## To do
Arrange every line of the items as a Markdown table with the columns Row and Line, numbering the rows and skipping blank lines.

## Point-based annotation items
^^^^^^^^

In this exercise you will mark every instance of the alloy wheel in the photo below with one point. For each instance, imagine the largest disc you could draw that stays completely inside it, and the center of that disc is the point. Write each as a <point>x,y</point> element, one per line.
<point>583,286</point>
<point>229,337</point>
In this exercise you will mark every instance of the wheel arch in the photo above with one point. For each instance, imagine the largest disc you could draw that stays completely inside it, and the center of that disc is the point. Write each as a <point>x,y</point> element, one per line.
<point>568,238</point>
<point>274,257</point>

^^^^^^^^

## Response for this exercise
| Row | Line |
|---|---|
| 1 | In this exercise you will mark every instance of the alloy wheel in the photo below with one point. For each instance, imagine the largest disc you could draw that stays completely inside it, and the center of that disc is the point. Write each as a <point>x,y</point> element, one per line. |
| 2 | <point>583,286</point> |
| 3 | <point>229,337</point> |
| 4 | In this exercise you will mark every instance of the wheel arch in the photo above with one point. For each instance, imagine the largest disc you could draw that stays completely inside it, and the center of that disc is the point. Write each as a <point>x,y</point> element, one per line. |
| 5 | <point>568,238</point> |
| 6 | <point>274,257</point> |